Document excerpt START

Marlon Lynch, MSU’s vice president for public safety and chief of campus police, said the four changes line up with the university’s commitment to move forward and do what’s best for the safety of its students.

“Our security portfolio is multifaceted, and we’re constantly evaluating improvements and changes — seen and unseen — that strengthen safety on campus,” Lynch stated. “The actions we have outlined today, combined with internal and external reviews, position our university to be safer, more secure and better prepared into the future.”

Jason Russell, founder and president of Secure Education Consultants, is also is the father of an MSU student. Russell, who has met with facilities staff at MSU following the shooting, said he likes the university’s approach to enhancing safety so far.

“What resonated with me is that they were considering multiple layers, they were looking at the physical security, they were adding in some training elements, where they’re requiring training for staff and students which previously was voluntary,” Russell said.

He added that colleges have the difficult task of increasing security while considering how a university functions.

“Anything security you put in place you have to think about the operational cost of that, not only from a budget perspective which is certainly not important in this case but also from the ability to operate a college campus. We still need people to be able to move,” Russell said.

As students at MSU complete their spring semester, some said the shooting on campus remains fresh on their minds, including one student who is returning to the classroom for the first time this week.

“Our classrooms are wide open all the time and it’s in a building that anyone can go into. So I just think I’m going to be, not panicking, but I guess, just anxious and on the edge of my seat the whole time,” Matea Zoga, a student at MSU.

Some students said the changes will help bring them peace of mind.

“We’ll feel a lot safer, especially at night when we know people just can’t come into buildings and do something like that,” said MSU student Jesse Climie.

Meanwhile, some others on campus said the improvements are coming far too late.

“It’s telling a lot that it took a tragedy for the university to put measures like these in place,” said Abby Anderson, a student at MSU. “It’s just a filler, it doesn’t feel like they’re doing enough.”

Students said that adding the safety measures is a start, but it will take a lot more before they’re completely comfortable on campus again.

Document excerpt END
Recorded information START

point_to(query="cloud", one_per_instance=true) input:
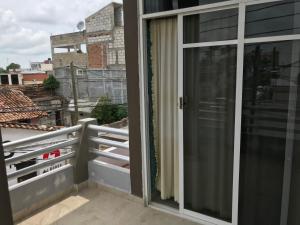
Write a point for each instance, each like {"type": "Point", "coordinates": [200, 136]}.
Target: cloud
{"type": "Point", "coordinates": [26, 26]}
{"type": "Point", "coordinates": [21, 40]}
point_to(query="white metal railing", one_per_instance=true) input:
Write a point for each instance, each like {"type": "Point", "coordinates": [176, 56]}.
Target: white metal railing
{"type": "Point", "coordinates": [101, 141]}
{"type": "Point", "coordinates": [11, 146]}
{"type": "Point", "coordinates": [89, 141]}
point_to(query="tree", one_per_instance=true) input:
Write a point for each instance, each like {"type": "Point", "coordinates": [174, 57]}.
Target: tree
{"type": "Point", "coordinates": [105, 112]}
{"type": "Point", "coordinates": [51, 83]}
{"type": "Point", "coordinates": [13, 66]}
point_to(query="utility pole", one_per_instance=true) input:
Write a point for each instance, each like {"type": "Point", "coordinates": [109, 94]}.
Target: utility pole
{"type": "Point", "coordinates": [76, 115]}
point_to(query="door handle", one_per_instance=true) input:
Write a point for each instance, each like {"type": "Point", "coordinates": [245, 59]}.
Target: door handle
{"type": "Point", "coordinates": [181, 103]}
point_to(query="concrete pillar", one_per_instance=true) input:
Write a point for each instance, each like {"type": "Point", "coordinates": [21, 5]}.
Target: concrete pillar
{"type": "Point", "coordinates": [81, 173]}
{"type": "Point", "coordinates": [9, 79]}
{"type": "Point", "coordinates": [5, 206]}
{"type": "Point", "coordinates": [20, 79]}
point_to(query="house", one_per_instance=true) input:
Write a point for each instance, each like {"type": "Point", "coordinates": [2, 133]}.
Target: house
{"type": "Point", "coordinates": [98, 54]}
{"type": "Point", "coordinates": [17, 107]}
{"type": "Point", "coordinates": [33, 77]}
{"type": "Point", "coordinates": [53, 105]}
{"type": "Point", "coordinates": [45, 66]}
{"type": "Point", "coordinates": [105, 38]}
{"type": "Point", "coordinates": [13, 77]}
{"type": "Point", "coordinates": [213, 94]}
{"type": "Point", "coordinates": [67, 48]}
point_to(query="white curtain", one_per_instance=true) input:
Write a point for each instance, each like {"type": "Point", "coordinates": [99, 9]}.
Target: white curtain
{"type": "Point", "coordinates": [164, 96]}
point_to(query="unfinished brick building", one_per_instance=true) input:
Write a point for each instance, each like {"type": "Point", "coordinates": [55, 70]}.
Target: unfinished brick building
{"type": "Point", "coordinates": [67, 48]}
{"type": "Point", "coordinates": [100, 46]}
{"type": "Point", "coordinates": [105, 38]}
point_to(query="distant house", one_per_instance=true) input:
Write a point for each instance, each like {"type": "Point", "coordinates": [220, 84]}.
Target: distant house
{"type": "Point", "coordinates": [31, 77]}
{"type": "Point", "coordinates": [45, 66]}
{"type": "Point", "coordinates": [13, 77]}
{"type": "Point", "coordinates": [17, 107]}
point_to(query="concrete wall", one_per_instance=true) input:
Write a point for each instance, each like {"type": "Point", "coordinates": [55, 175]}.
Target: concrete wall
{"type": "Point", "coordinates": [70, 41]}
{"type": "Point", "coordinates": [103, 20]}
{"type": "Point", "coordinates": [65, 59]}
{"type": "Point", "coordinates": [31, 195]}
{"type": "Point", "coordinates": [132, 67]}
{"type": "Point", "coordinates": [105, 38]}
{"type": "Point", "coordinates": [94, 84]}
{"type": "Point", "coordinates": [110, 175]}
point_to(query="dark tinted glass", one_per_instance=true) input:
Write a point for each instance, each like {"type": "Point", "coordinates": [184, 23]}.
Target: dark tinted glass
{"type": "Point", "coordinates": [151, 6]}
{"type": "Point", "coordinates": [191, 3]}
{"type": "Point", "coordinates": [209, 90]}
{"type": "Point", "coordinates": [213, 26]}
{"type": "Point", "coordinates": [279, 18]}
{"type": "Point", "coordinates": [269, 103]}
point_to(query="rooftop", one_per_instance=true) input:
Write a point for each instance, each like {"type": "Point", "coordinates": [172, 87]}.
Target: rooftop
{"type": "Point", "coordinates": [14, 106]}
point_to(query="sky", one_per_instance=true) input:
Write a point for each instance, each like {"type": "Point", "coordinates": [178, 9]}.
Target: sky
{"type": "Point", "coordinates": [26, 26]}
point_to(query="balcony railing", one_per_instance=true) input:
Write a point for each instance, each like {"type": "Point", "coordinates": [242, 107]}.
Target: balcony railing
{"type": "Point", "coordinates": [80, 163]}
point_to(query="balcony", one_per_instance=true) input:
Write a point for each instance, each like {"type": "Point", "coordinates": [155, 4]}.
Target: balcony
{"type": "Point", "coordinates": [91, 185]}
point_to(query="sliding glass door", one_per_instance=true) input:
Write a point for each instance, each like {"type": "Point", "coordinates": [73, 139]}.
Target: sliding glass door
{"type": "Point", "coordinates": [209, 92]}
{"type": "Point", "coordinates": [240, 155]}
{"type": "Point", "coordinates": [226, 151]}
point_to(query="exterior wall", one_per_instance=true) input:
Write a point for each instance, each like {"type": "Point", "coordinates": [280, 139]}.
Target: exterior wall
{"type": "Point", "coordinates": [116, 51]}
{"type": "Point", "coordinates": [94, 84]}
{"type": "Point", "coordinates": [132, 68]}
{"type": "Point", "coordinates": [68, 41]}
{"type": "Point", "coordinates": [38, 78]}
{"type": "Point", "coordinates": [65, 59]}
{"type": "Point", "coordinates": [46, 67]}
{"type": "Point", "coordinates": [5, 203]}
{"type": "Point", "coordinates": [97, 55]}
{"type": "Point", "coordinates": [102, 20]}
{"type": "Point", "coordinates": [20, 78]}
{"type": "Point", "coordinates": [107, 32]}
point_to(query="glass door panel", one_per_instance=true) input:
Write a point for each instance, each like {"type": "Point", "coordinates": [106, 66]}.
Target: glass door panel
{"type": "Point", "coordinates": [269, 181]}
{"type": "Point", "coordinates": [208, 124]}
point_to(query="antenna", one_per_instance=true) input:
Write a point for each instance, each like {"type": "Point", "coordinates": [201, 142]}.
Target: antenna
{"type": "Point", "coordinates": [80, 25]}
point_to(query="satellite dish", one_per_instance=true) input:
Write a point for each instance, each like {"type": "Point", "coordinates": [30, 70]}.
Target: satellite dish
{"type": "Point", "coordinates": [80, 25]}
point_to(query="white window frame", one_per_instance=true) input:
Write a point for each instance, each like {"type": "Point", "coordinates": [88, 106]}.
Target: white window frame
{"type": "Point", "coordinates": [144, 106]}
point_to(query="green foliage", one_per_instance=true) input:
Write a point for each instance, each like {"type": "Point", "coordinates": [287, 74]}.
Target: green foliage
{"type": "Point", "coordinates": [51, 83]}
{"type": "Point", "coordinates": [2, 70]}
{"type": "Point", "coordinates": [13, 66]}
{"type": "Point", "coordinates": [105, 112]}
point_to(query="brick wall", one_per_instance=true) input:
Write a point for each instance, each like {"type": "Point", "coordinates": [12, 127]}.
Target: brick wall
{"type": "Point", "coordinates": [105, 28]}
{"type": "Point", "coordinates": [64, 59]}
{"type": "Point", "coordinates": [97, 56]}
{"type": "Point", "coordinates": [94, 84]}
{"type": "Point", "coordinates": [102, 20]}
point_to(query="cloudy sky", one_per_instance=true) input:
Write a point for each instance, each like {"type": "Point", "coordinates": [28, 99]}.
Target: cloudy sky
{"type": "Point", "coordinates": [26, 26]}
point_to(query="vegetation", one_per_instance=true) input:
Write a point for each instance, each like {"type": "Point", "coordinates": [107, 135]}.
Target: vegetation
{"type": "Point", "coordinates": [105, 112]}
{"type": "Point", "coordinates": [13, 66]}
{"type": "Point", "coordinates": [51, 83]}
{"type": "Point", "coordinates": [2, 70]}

Recorded information END

#### What to work on
a. Answer these from the article on MSU campus safety:
(i) What two positions does Marlon Lynch hold?
(ii) What is the name of the firm Jason Russell founded?
(iii) What word does Abby Anderson use for the new measures?
b. Carry on the article on MSU campus safety from the point where it ends.
The listing that comes after the article is separate material with no connection to it.

#### Answers
a.
(i) Vice president for public safety and chief of campus police at MSU.
(ii) Secure Education Consultants.
(iii) A "filler."

b.
“They definitely shouldn’t stop here. They should try to implement more to make it more safe for our college and maybe other colleges in the future as well. The threat of this is high on all colleges but I do think it’s a good first step for sure,” Climie said.

The changes are the result of the Feb. 13 attack on the East Lansing campus. Dispatchers received the first calls of an active shooter inside Berkey Hall at 8:18 p.m. A campus-wide alert was sent at 8:31 p.m., telling people on campus to “run, hide, fight.” Bridge Michigan reported earlier this week that the 13-minute delay in sending the alert was because all officers left headquarters and scrambled to the scene. An off-duty officer was called and was able to issue the alert from his home computer.

At 8:40 p.m., MSU police issue another alert, issuing a campus-wide order to shelter in place. By 11 p.m., investigators were able to find the suspect on security camera footage. Two photos of the suspect were released at 11:18 p.m. A tip called in at approximately 11:35 p.m. that led officers to the suspect. At 12:27 a.m. the following day, police announced that the suspect had died from a self-inflicted gunshot wound.

The gunman was identified as 43-year-old Anthony McRae. He had no clear ties to the university prior to the shooting.

Three students, Arielle Anderson, Brian Fraser and Alexandria Verner, were killed in the shooting.

Five others were hospitalized. One of them, Troy Forbush, was released from the hospital 10 days after the shooting. The other four students remained in the hospital. On Wednesday, a hospital spokesperson confirmed one student was listed in fair condition, two were in serious condition and one remained in critical condition.